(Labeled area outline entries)
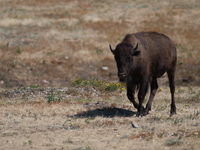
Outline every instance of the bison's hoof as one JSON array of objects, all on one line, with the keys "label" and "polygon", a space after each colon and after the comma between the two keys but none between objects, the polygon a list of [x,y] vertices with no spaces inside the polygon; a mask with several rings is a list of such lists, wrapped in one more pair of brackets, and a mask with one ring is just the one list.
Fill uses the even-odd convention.
[{"label": "bison's hoof", "polygon": [[171,111],[170,111],[170,115],[175,115],[176,114],[176,108],[171,108]]},{"label": "bison's hoof", "polygon": [[137,114],[136,114],[136,117],[141,118],[142,116],[145,116],[145,109],[144,109],[144,107],[142,107],[142,109],[139,109],[137,111]]},{"label": "bison's hoof", "polygon": [[147,114],[149,114],[149,111],[150,111],[150,109],[149,109],[149,108],[145,108],[144,115],[147,115]]}]

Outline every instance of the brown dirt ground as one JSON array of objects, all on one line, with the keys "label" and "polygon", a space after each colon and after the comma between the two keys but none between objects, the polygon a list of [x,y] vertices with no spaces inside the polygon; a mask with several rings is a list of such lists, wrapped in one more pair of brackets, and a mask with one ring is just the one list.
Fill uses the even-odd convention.
[{"label": "brown dirt ground", "polygon": [[[200,149],[199,13],[199,0],[0,0],[0,149]],[[108,44],[150,30],[177,47],[177,115],[166,75],[142,118],[125,91],[71,87],[117,82]]]}]

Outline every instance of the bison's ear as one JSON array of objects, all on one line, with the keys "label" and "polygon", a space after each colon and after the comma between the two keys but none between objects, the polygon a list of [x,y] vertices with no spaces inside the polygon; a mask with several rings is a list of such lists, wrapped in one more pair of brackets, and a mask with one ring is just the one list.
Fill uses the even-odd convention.
[{"label": "bison's ear", "polygon": [[136,47],[132,50],[132,54],[131,54],[132,56],[138,56],[141,53],[141,51],[137,51],[137,48],[138,48],[138,43]]},{"label": "bison's ear", "polygon": [[113,55],[115,55],[115,50],[112,49],[112,46],[109,44],[110,47],[110,51],[113,53]]}]

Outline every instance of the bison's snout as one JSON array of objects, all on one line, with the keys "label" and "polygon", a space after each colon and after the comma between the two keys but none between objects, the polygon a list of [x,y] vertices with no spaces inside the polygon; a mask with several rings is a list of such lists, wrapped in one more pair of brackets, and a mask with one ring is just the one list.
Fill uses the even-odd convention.
[{"label": "bison's snout", "polygon": [[125,82],[126,77],[127,77],[127,73],[126,72],[120,72],[120,73],[118,73],[118,77],[119,77],[120,82]]}]

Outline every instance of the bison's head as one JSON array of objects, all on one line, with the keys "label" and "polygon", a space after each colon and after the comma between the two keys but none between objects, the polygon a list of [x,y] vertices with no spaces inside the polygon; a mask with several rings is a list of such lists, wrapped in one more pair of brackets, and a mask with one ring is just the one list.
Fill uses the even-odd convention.
[{"label": "bison's head", "polygon": [[112,49],[111,45],[110,50],[115,56],[115,61],[118,68],[118,77],[120,82],[126,82],[127,75],[133,67],[133,57],[138,56],[140,51],[137,50],[138,44],[134,48],[129,43],[120,43],[117,47]]}]

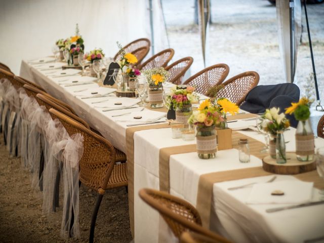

Exercise prompt: Reproduce every entry above word for word, leaving the pictures out of your copy.

The output:
Outline every instance of the bison's hoof as one JSON array of objects, all on one line, with the keys "label" and "polygon", a space after each colon and after the comma between the two keys but none between objects, the polygon a list of [x,y] vertices with no spaces inside the polygon; a mask with several rings is a list of such lists, wrapped in one more pair of brackets, and a mask with one ring is just the one list.
Fill uses the even-odd convention.
[{"label": "bison's hoof", "polygon": [[171,111],[170,111],[170,115],[175,115],[176,114],[176,108],[171,108]]},{"label": "bison's hoof", "polygon": [[137,114],[136,114],[136,117],[141,118],[142,116],[145,116],[145,109],[144,109],[144,107],[142,107],[142,109],[139,109],[137,111]]},{"label": "bison's hoof", "polygon": [[147,114],[149,114],[149,111],[150,111],[150,109],[149,109],[149,108],[145,108],[144,115],[147,115]]}]

Outline every instance of the brown dirt ground as one JSON array of objects, all on one line, with the keys "label" and "polygon", a space after each colon and after the comma between the two keys but none between objects, the polygon a list of [x,y] vertices with no spaces inside the polygon; a mask with several rings is a list of such lists, wrapped in one more pair of brackets, and a mask with one ring is just the one list.
Fill uses the even-odd convention.
[{"label": "brown dirt ground", "polygon": [[[200,149],[199,13],[199,0],[0,0],[0,149]],[[108,44],[150,30],[177,47],[177,115],[166,75],[142,118],[125,91],[71,87],[117,82]]]}]

Outline every instance of the bison's ear as one JSON array of objects, all on one line, with the keys "label" and "polygon", a space after each colon and after the comma between the two keys but none between objects, the polygon a list of [x,y] vertices with no spaces inside the polygon; a mask with several rings is a list of such lists, wrapped in one more pair of brackets, and a mask with one ring is just the one list.
Fill uses the even-odd convention.
[{"label": "bison's ear", "polygon": [[136,47],[132,50],[132,54],[131,54],[132,56],[138,56],[141,53],[141,51],[137,51],[137,48],[138,48],[138,43]]},{"label": "bison's ear", "polygon": [[113,55],[115,55],[115,50],[112,49],[112,46],[109,44],[110,47],[110,51],[113,53]]}]

Outline every instance of the bison's snout as one JSON array of objects, all on one line, with the keys "label" and "polygon", a space after each colon and after the comma between the two keys but none between objects, the polygon a list of [x,y] vertices with no spaces inside the polygon; a mask with several rings is a list of such lists, wrapped in one more pair of brackets, and a mask with one ring is just the one list.
Fill uses the even-odd convention.
[{"label": "bison's snout", "polygon": [[125,82],[126,77],[127,77],[127,73],[126,72],[120,72],[120,73],[118,73],[118,77],[119,77],[120,82]]}]

Outline every instance of the bison's head as one JSON array of objects, all on one line, with the keys "label" and "polygon", a space after each colon and after the comma between the two keys but none between objects, the polygon a list of [x,y] vertices with no spaces inside the polygon; a mask with several rings is a list of such lists, wrapped in one more pair of brackets, and a mask with one ring is just the one list.
Fill uses the even-odd convention.
[{"label": "bison's head", "polygon": [[112,49],[111,45],[110,50],[115,56],[115,61],[118,68],[118,77],[120,82],[126,82],[127,75],[133,67],[133,57],[138,56],[140,51],[137,50],[138,44],[134,48],[129,43],[120,43],[117,47]]}]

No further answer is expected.